[Collected data]
········

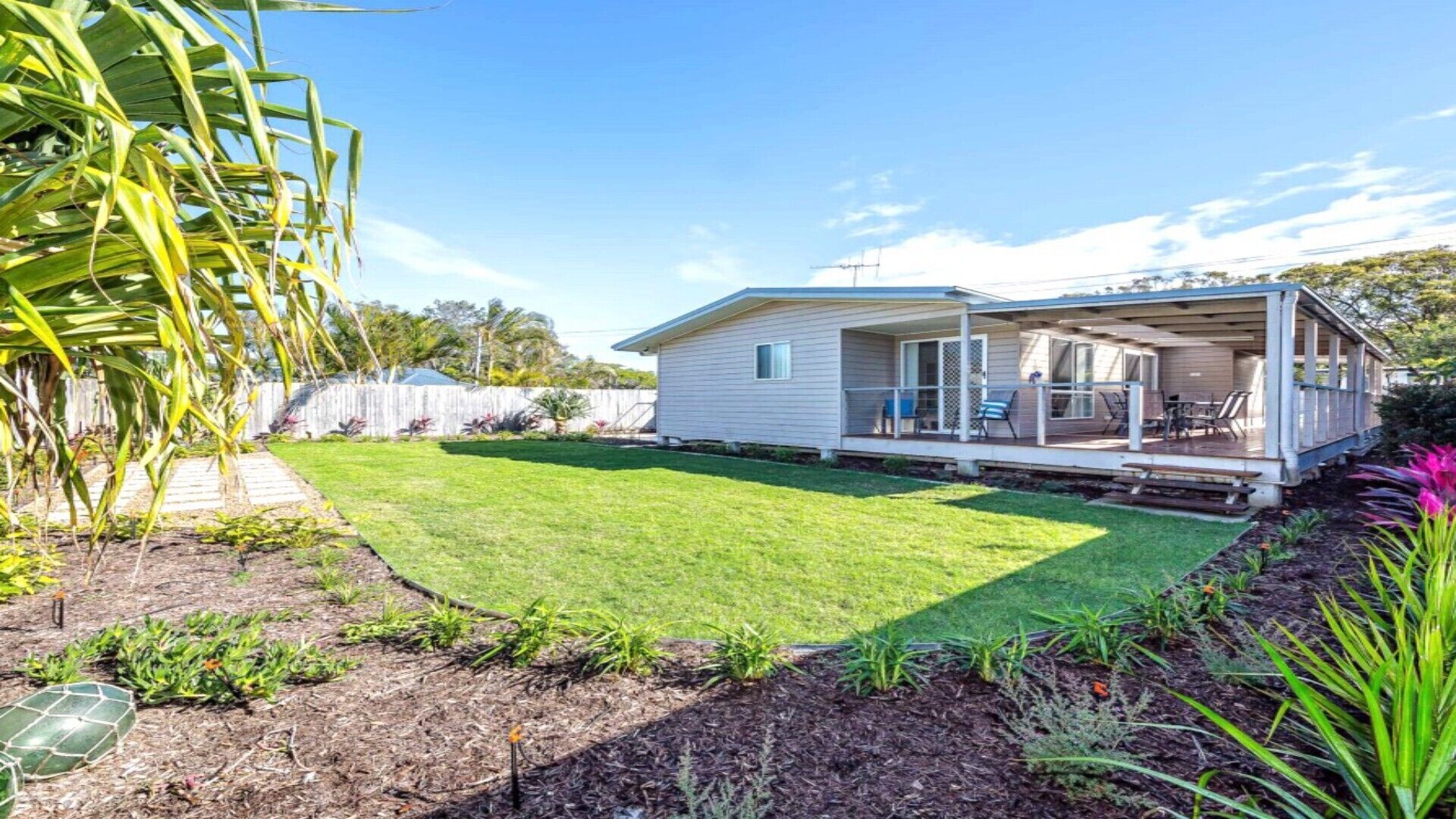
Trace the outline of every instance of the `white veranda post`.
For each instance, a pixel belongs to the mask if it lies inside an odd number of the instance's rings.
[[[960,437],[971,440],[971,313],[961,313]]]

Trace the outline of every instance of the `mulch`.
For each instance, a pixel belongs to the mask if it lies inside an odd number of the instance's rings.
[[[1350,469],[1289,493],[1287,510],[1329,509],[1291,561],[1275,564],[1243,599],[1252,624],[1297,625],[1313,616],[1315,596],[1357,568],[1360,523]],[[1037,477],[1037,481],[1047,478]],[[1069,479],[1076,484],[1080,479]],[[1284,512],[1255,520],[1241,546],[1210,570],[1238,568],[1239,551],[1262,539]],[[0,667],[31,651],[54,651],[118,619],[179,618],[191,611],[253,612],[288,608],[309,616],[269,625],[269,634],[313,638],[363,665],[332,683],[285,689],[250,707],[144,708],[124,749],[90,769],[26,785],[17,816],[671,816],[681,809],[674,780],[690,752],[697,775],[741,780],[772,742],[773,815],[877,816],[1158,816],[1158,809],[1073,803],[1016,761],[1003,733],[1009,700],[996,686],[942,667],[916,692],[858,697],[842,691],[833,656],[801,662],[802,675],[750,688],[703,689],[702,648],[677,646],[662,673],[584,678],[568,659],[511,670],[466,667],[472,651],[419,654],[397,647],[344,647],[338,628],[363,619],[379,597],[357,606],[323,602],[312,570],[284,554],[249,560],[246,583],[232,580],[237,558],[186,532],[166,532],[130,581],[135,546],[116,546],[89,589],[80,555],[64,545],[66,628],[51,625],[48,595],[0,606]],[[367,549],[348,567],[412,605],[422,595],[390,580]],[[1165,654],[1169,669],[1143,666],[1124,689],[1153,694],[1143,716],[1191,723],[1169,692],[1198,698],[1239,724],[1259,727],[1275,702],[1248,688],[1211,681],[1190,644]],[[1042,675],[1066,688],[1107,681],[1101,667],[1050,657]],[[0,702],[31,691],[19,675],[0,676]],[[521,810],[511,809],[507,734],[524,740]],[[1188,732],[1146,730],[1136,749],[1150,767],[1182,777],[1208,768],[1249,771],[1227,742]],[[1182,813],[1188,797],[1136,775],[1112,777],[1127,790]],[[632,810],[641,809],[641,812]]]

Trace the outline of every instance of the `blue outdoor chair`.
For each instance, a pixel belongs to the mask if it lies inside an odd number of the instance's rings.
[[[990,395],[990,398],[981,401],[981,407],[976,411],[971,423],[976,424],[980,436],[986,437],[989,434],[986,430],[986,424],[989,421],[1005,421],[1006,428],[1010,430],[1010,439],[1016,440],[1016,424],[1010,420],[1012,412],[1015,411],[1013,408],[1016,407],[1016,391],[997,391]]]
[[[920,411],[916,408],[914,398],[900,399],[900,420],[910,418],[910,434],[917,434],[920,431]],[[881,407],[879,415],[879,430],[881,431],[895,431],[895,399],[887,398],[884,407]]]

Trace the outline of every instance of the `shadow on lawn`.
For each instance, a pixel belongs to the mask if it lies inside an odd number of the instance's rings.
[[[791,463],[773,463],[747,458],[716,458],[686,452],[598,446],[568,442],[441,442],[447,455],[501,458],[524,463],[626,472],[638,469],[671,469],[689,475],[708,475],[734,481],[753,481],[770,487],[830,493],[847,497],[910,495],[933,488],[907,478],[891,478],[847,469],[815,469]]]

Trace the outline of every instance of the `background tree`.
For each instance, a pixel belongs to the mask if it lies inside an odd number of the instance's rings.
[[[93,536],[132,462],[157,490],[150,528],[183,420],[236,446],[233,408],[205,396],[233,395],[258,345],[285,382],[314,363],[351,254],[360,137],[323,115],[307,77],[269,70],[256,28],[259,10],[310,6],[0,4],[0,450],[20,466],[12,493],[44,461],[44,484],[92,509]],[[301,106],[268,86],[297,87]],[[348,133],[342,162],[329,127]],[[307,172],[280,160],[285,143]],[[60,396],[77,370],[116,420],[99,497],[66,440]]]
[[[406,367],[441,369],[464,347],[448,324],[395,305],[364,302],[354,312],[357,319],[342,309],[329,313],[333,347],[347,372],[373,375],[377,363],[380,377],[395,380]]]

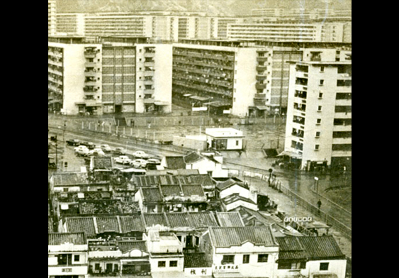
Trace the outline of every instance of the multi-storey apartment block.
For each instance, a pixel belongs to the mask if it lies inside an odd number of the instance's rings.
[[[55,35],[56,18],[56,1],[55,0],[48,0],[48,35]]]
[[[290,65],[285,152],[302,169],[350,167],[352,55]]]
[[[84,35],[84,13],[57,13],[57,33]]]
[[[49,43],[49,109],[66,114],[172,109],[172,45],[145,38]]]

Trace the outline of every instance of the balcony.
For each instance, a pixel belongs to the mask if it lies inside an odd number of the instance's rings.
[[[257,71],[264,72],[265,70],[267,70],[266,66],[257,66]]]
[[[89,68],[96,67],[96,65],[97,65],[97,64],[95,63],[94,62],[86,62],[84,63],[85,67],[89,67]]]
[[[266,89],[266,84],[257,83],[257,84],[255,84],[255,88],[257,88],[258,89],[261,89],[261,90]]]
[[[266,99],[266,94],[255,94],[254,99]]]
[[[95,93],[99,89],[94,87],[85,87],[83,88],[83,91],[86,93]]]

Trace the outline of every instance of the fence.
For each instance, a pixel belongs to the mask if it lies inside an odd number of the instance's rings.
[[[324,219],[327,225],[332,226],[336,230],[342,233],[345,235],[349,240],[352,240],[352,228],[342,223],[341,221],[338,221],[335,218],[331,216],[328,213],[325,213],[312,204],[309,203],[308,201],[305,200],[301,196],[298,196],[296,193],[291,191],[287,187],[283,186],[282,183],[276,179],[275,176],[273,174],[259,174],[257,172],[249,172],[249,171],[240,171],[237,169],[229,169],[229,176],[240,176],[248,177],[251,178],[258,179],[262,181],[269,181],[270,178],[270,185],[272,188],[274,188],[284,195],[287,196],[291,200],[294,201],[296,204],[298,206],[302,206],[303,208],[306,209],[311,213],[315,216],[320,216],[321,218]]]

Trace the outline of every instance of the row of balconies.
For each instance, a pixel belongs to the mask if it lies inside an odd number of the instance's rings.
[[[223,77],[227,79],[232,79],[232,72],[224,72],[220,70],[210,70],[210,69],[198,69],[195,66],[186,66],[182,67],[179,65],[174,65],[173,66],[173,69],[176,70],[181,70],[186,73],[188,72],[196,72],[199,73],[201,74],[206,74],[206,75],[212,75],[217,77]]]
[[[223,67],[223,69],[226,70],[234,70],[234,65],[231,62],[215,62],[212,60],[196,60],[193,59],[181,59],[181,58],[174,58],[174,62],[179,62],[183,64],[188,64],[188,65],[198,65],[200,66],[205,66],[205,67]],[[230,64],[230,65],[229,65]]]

········

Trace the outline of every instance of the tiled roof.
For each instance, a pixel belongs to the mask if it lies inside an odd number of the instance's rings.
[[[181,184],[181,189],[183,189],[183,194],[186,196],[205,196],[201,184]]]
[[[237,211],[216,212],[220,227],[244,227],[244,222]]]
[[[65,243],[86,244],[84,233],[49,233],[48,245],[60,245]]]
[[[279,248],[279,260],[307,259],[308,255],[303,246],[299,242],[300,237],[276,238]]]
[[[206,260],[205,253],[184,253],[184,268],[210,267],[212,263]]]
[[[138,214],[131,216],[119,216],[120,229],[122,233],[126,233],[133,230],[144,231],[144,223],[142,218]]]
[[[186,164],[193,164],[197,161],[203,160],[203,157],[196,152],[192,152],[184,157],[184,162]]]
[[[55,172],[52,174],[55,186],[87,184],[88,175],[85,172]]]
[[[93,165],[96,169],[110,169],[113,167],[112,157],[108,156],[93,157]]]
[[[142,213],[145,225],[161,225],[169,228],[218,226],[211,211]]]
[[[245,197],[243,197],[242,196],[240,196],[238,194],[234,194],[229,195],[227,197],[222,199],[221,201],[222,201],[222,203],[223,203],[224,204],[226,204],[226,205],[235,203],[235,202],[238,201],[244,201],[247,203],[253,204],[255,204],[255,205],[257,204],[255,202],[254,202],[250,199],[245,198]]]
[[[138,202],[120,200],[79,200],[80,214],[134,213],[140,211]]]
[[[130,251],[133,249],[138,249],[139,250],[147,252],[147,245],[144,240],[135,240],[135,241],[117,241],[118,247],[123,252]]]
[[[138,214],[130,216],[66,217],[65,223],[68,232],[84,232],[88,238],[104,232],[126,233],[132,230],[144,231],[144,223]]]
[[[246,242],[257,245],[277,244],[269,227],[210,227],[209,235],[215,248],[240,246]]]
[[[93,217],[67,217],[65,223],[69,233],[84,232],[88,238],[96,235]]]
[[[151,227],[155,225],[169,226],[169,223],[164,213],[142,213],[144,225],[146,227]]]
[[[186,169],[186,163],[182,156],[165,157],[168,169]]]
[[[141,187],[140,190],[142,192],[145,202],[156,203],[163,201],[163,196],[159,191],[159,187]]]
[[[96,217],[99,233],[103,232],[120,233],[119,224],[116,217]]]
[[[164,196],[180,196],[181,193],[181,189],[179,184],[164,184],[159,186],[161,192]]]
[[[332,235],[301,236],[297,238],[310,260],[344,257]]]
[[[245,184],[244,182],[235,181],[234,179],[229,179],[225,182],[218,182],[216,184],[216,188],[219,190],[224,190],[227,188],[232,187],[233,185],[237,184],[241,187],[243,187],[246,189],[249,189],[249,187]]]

········

AIM OF THE TASK> Format everything from the line containing "Trace the outline of every instance of the multi-storey" down to the line containing "[[[95,93],[99,89],[94,87],[85,87],[83,88],[83,91],[86,93]]]" as a Markdown table with the columns Row and Content. Give each line its own numbered row and skip blank lines.

EXERCISE RESULT>
| Row | Content |
|---|---|
| 1 | Trace the outline of every instance of the multi-storey apartment block. |
| 2 | For each instance, a pixel belongs to the mask if it lies inside an odd number of the instance's rings. |
| 3 | [[[55,35],[56,18],[56,1],[55,0],[48,0],[48,35]]] |
| 4 | [[[290,65],[285,152],[302,169],[350,167],[352,55]]] |
| 5 | [[[84,35],[84,13],[57,13],[57,33]]] |
| 6 | [[[49,43],[49,109],[66,114],[172,109],[172,45],[145,38]]] |
| 7 | Trace the outline of every instance of the balcony. |
| 8 | For each instance, a pixel belongs to the mask if it lies inside an odd number of the instance's rings. |
| 9 | [[[257,71],[264,72],[265,70],[267,70],[266,66],[257,66]]] |
| 10 | [[[89,68],[96,67],[96,65],[97,65],[97,64],[95,63],[94,62],[86,62],[84,63],[85,67],[89,67]]] |
| 11 | [[[266,89],[266,84],[257,83],[257,84],[255,84],[255,88],[257,88],[258,89],[261,89],[261,90]]] |
| 12 | [[[266,99],[266,94],[255,94],[254,99]]] |
| 13 | [[[95,93],[99,89],[94,87],[85,87],[83,88],[83,91],[86,93]]] |